Last month I released an article about nitrogen-alloyed knife steels. After I posted the article I was informed about a new Damasteel product that includes a nitrogen-alloyed stainless steel as the core in a san-mai damascus steel product. At the time there was no information on the core steel other than its name: Damacore DC18N refers to a product with a core of “N11X” nitrogen steel and has san-mai damascus sides of RWL34 and PMC27 (their standard damascus mix without a core steel). Damasteel has recently released a datasheet for the new product which has provided more information: http://damasteel.se/wp-content/uploads/2018/06/Data-Sheet-Martensitic-Damacore-Final-Version.pdf

This image taken from [1]

I at first assumed that they would be using Nitrobe77 in some fashion since that is a nitrogen-alloyed steel that they have been selling that as a monosteel for a little while now. However, they use a different name for the core steel: N11X. A different steel produced by Erasteel? A modification of Nitrobe77? The datasheet gives the composition for the core steel as the following:

Is it Vanax?

I thought that the composition of N11X looked remarkably similar to Uddeholm Vanax, and comparison with the Vanax datasheet [2] confirms that it is in fact identical:

Are they using Uddeholm Vanax or is the steel produced by Erasteel (a frequent partner of theirs) under license? I emailed Damasteel and Per Jarbelius sent some interesting information about the development of the steel as well as more history of nitrogen-alloyed steel development in Sweden. He stated, “N11X™ has similar composition to Vanax® SuperClean and is used by the permission of Uddeholm. The Damacore® DC18N™ is an all powder metallurgy made steel.” You can read the full statement from Per at this link here: Damacore Background. He also sent a copy of the PowerPoint presentation given at Blade Show West about the new product which you can see here: Damacore PowerPoint. In his email to me, Per said, “The main thing I want to stress is that the development of the Damacore was first initiated by the knife making community who asked for a high-quality product from Damasteel. The challenge of achieving this was substantial since we wanted to stick to our trademark being all powder metallurgy made. We also wanted to achieve a product that was aesthetically appealing and carrying the recognition of being Damasteel.” 

This image taken from [4]

Properties of N11X

Since N11X should have the same properties as Vanax, it makes sense to discuss what we know about Vanax. I wrote some about Vanax in the article about nitrogen-alloyed steels. It is the most wear resistant of the currently available nitrogen-alloyed stainless steels because of its relatively high fraction (13%) of vanadium nitrides which are reported to be as hard as vanadium carbides [5]. The high hardness of vanadium carbides is what gives steels like 10V and S90V their very high wear resistance. Vanax is also reported to have superior toughness to Elmax [2], a steel which Bohler-Uddeholm claims is tougher than many other stainless steels [6]. 

N11X vs RWL34/PMC27

While using a san-mai damascus product can provide a a different aesthetic vs conventional Damascus, some will be selecting Damacore DC18N based on the performance differences relative to the typical DS93X made from RWL34 and PMC27. Therefore I will provide some speculation on the performance differences between DS93X and DC18N.

#### [WHAT YOU NEED TO DO]
1. According to the Damacore DC18N article, what fraction of Vanax consists of vanadium nitrides?
2. Carry on the Damacore DC18N article from the point where it stops.
The lines that come after the Damacore DC18N article have no connection to it.

#### [GIVEN DATA]
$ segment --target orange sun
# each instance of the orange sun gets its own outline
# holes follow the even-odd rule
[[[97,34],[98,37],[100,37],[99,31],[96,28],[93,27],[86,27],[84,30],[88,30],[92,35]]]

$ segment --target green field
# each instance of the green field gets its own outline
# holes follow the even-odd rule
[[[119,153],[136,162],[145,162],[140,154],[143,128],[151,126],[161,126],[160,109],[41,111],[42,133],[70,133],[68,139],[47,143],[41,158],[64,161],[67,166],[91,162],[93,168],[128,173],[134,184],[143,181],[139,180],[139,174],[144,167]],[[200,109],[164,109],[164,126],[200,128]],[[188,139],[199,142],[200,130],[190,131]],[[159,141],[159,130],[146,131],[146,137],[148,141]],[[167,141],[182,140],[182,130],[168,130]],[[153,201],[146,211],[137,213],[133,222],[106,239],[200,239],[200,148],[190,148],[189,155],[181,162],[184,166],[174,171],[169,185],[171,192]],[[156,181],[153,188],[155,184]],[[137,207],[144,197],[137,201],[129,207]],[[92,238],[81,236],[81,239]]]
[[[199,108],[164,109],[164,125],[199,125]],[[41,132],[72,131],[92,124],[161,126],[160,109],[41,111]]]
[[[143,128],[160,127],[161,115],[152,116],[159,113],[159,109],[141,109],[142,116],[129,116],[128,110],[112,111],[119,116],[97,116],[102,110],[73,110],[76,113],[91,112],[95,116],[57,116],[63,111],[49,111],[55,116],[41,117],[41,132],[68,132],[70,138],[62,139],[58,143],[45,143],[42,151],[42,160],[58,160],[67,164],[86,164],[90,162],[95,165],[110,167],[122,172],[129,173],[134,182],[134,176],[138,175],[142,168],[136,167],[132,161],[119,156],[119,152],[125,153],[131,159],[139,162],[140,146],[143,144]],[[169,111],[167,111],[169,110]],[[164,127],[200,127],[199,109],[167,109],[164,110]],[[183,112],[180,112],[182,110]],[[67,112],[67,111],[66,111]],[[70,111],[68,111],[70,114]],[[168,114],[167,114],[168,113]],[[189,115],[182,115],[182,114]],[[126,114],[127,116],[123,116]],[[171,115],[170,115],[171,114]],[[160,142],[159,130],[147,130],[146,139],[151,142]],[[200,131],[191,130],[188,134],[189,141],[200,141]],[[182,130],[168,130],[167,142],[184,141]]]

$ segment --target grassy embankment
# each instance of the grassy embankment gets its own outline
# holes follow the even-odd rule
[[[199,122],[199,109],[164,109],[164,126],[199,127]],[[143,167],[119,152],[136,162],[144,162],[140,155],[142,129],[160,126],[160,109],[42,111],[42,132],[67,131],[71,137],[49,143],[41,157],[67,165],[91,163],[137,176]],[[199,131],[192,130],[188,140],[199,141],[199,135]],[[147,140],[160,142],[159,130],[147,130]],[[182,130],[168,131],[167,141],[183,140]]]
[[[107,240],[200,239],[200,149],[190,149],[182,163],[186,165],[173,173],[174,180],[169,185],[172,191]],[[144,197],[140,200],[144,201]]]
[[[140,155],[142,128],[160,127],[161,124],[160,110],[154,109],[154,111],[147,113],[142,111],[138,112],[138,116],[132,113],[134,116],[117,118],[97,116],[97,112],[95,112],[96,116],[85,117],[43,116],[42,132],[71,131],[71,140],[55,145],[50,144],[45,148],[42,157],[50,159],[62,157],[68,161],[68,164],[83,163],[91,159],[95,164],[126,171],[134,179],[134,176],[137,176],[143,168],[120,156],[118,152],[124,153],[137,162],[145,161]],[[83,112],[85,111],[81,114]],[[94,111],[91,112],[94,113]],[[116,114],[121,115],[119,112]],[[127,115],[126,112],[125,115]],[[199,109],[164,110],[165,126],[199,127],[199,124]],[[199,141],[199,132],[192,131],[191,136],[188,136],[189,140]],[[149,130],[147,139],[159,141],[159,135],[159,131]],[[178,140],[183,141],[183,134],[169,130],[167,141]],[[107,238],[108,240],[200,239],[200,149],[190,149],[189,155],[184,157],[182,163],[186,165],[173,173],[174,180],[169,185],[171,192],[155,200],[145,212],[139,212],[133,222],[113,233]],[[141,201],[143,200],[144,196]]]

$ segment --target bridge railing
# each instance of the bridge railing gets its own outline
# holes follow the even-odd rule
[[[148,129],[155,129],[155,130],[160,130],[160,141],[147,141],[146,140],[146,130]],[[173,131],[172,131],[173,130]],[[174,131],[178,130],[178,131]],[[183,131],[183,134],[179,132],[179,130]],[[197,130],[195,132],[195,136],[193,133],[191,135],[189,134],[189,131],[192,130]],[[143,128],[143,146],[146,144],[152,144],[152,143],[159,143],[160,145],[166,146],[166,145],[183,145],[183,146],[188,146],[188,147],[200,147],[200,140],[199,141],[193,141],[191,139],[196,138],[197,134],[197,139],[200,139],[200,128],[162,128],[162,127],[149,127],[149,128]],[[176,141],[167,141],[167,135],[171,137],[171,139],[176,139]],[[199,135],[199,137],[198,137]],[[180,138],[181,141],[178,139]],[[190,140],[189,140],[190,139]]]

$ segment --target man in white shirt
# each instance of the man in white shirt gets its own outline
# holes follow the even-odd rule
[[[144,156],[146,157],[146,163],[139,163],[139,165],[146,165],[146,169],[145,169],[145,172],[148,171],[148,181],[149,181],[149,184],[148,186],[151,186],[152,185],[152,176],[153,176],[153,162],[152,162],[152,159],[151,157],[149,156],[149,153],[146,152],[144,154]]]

#### [EXPECTED RESPONSES]
1. 13%

2.
Corrosion Resistance

N11X likely has superior corrosion resistance to RWL34 and PMC27. For example in Erasteel’s patent for the nitrogen steel PUD 177.0 which is sold by Damasteel as Nitrobe77, they make a direct corrosion resistance comparison with RWL34 [7]. In a test in “chloride-containing water,” they found staining with RWL34 but not with Nitrobe77. RWL34 uses a high molybdenum content to make up for relatively low chromium in solution for adequate corrosion resistance [8][9], but it is not at the level of Nitrobe77 or Vanax. N11X therefore likely has less sharpness loss than RWL34/PMC27 when cutting in corrosive environments or cutting corrosive materials. 

Slicing Edge Retention

We tested the damascus combination AEB-L/154CM with the CATRA edge retention tester. AEB-L is quite similar to PMC27 and RWL34 is famously based on 154CM and ATS-34. AEB-L with its small volume of chromium carbides (~6%) is much less wear resistant than 154CM (~17.5%) and when combined in a 50:50 mix the AEB-L/154CM damascus was right in between the two steels. If we call AEB-L a “low” wear resistance steel and 154CM a “medium” wear resistance steel, relative to high wear resistance steels like S90V, then AEB-L/154CM and therefore RWL34/PMC27 would be a “medium-low” wear resistance steel. In slicing edge retention it would be a “medium-low” edge retention steel. N11X would likely be an upgrade in slicing edge retention with its 13% vanadium nitride. I can’t predict exactly what the edge retention difference would be but I estimate the edge retention of N11X as roughly 40-80% better than RWL34/PMC27. I don’t know what the exact mix is between RWL34 and PMC27 in Damasteel which also makes estimates difficult.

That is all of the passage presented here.